- [Written problem]:
Transcribe all of the entries below word for word, keeping every line and character the same.

#### Provided entries ####

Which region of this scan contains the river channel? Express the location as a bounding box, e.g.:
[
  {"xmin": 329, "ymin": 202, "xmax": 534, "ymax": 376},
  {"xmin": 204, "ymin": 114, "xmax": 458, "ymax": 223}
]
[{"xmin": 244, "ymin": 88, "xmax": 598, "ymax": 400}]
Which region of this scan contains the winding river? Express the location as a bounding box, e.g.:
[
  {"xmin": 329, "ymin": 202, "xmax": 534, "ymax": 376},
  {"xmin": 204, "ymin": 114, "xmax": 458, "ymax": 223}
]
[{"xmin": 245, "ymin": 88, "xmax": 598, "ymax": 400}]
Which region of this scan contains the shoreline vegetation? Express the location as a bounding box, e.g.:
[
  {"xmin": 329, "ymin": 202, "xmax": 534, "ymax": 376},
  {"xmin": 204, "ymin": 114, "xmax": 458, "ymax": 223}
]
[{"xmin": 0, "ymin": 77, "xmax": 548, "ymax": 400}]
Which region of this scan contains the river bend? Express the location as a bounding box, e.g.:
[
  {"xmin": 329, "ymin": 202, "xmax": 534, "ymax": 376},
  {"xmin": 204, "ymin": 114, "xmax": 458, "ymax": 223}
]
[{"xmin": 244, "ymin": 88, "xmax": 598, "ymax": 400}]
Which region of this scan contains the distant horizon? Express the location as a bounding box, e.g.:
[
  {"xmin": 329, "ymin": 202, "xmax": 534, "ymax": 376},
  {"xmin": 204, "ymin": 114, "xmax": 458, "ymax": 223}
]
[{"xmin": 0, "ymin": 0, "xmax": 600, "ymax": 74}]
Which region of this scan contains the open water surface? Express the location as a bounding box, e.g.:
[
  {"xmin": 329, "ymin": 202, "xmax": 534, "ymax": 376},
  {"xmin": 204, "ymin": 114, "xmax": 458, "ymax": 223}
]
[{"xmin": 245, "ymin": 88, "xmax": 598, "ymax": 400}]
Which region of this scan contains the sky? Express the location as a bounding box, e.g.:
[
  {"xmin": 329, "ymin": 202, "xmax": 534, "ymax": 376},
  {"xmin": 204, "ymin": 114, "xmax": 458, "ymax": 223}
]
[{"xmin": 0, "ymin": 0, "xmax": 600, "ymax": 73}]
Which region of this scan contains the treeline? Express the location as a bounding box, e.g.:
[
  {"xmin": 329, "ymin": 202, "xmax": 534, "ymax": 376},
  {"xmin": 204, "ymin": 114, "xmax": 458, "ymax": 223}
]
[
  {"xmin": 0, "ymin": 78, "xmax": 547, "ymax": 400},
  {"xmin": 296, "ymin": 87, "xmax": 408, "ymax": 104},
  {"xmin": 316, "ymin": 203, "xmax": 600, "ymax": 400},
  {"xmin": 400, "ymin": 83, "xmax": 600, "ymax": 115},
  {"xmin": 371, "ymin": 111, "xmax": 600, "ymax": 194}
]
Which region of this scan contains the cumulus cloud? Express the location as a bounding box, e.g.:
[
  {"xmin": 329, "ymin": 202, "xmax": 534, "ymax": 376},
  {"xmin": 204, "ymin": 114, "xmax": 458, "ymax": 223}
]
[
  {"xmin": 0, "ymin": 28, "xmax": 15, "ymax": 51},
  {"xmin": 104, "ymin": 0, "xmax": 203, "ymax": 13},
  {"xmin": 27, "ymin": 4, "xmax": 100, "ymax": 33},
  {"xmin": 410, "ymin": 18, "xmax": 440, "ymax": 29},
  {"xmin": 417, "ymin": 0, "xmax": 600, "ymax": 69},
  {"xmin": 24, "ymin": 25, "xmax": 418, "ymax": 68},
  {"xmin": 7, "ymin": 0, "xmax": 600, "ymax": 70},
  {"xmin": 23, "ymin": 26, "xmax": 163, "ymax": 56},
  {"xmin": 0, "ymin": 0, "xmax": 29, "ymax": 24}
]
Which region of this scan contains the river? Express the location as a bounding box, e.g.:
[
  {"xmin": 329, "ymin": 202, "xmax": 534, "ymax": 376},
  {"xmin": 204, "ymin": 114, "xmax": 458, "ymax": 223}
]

####

- [Exercise result]:
Which region of this scan contains the river channel? Express the location as a bounding box, e.g.:
[
  {"xmin": 329, "ymin": 202, "xmax": 534, "ymax": 376},
  {"xmin": 204, "ymin": 114, "xmax": 458, "ymax": 223}
]
[{"xmin": 244, "ymin": 88, "xmax": 598, "ymax": 400}]
Which region of this scan contains the winding river? Express the location as a bounding box, e.g.:
[
  {"xmin": 329, "ymin": 202, "xmax": 534, "ymax": 376},
  {"xmin": 204, "ymin": 114, "xmax": 458, "ymax": 223}
]
[{"xmin": 245, "ymin": 88, "xmax": 598, "ymax": 400}]
Which region of this scan contains the shoreline vegetation? Express the location as a bounding box, e.g.:
[
  {"xmin": 329, "ymin": 202, "xmax": 534, "ymax": 376},
  {"xmin": 204, "ymin": 114, "xmax": 458, "ymax": 223}
]
[{"xmin": 0, "ymin": 77, "xmax": 548, "ymax": 400}]
Which region of this scan contains the river bend? Express the location as a bounding box, e.g.:
[
  {"xmin": 329, "ymin": 202, "xmax": 534, "ymax": 376},
  {"xmin": 204, "ymin": 114, "xmax": 458, "ymax": 223}
]
[{"xmin": 244, "ymin": 88, "xmax": 598, "ymax": 400}]
Which region of this scan contains the distant horizon? Express the location as a bounding box, e.g.:
[
  {"xmin": 329, "ymin": 202, "xmax": 534, "ymax": 376},
  {"xmin": 204, "ymin": 114, "xmax": 458, "ymax": 223}
]
[{"xmin": 0, "ymin": 0, "xmax": 600, "ymax": 74}]
Which region of this scan contains the open water surface? Express the location as a bounding box, e.g.:
[
  {"xmin": 329, "ymin": 202, "xmax": 534, "ymax": 376},
  {"xmin": 204, "ymin": 114, "xmax": 458, "ymax": 223}
]
[{"xmin": 245, "ymin": 88, "xmax": 598, "ymax": 400}]
Which region of this scan contains the sky? Express the location as a bounding box, e.g.:
[
  {"xmin": 329, "ymin": 202, "xmax": 534, "ymax": 376},
  {"xmin": 204, "ymin": 114, "xmax": 458, "ymax": 223}
]
[{"xmin": 0, "ymin": 0, "xmax": 600, "ymax": 73}]
Which region of this scan contains the treeline? Express the location as a bounding box, e.g.:
[
  {"xmin": 329, "ymin": 202, "xmax": 534, "ymax": 376},
  {"xmin": 204, "ymin": 114, "xmax": 458, "ymax": 223}
]
[
  {"xmin": 0, "ymin": 78, "xmax": 547, "ymax": 400},
  {"xmin": 296, "ymin": 87, "xmax": 408, "ymax": 104},
  {"xmin": 316, "ymin": 203, "xmax": 600, "ymax": 400},
  {"xmin": 400, "ymin": 83, "xmax": 600, "ymax": 115},
  {"xmin": 371, "ymin": 111, "xmax": 600, "ymax": 194}
]
Which region of this scan contains the cumulus cloud? Express the location as a bounding box, e.g.:
[
  {"xmin": 329, "ymin": 202, "xmax": 534, "ymax": 376},
  {"xmin": 204, "ymin": 114, "xmax": 458, "ymax": 223}
]
[
  {"xmin": 0, "ymin": 28, "xmax": 15, "ymax": 51},
  {"xmin": 104, "ymin": 0, "xmax": 203, "ymax": 13},
  {"xmin": 27, "ymin": 4, "xmax": 100, "ymax": 33},
  {"xmin": 410, "ymin": 18, "xmax": 440, "ymax": 29},
  {"xmin": 417, "ymin": 0, "xmax": 600, "ymax": 69},
  {"xmin": 24, "ymin": 25, "xmax": 418, "ymax": 68},
  {"xmin": 7, "ymin": 0, "xmax": 600, "ymax": 70},
  {"xmin": 23, "ymin": 26, "xmax": 163, "ymax": 56},
  {"xmin": 0, "ymin": 0, "xmax": 29, "ymax": 24}
]
Which region of this scan contains the river? Express the location as a bounding box, e.g.:
[
  {"xmin": 329, "ymin": 202, "xmax": 534, "ymax": 376},
  {"xmin": 204, "ymin": 114, "xmax": 458, "ymax": 223}
]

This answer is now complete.